---------- Data entries

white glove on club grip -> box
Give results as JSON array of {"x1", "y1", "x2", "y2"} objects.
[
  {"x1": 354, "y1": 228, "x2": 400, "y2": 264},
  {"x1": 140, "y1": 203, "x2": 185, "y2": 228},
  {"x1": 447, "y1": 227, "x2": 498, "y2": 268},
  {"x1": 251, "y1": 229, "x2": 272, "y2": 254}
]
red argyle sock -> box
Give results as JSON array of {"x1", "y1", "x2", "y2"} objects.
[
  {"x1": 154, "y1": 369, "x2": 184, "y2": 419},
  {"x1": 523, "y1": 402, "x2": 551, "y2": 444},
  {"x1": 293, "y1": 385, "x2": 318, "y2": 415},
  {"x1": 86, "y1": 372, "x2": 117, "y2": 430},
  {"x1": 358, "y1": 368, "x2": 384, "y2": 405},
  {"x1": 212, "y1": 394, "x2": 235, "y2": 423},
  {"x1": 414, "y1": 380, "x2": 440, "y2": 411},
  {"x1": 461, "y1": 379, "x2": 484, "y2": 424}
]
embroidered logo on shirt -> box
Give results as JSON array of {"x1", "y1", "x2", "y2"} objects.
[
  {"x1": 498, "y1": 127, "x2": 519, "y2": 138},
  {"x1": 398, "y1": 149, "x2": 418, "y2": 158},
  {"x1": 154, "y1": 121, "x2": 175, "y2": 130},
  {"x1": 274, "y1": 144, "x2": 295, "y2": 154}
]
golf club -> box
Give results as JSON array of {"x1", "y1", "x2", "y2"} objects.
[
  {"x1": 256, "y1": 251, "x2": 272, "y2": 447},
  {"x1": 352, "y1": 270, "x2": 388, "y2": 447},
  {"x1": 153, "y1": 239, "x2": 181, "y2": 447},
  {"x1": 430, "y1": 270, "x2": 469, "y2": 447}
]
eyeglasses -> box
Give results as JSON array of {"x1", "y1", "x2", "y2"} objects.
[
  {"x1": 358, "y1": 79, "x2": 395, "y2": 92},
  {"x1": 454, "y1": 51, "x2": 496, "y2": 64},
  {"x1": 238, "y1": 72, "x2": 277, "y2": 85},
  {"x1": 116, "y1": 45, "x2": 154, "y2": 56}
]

--------------------
---------- Data entries

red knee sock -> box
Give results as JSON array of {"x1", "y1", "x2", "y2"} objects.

--------------------
---------- Data entries

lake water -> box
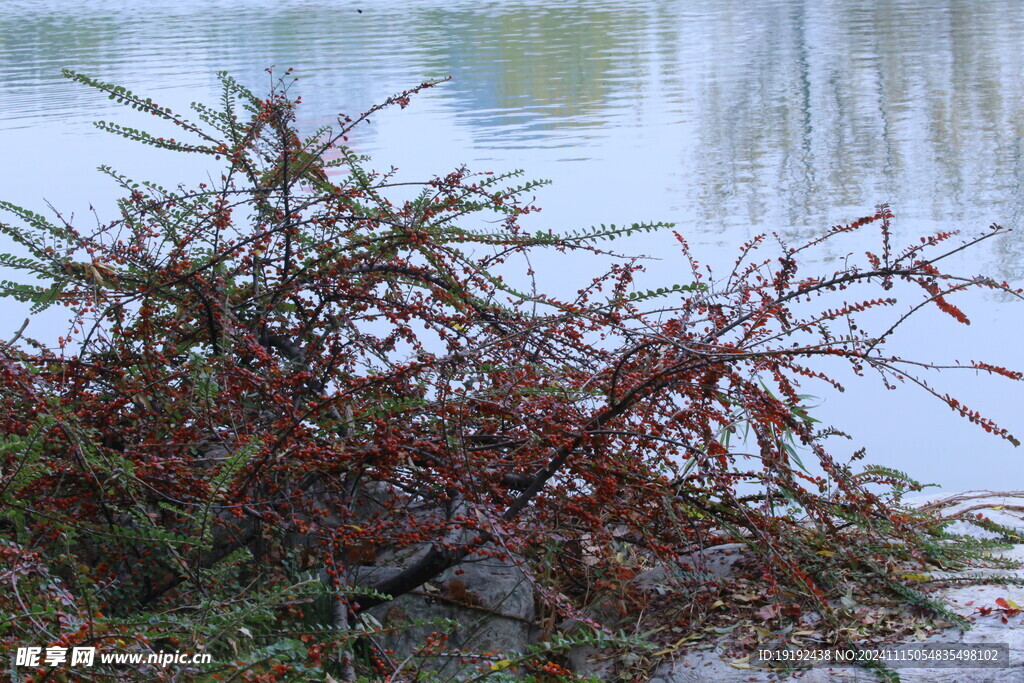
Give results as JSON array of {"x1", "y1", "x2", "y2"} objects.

--------------------

**Problem to solve**
How many lines in the listing above contain "club"? Give only the number.

**Solved exercise**
2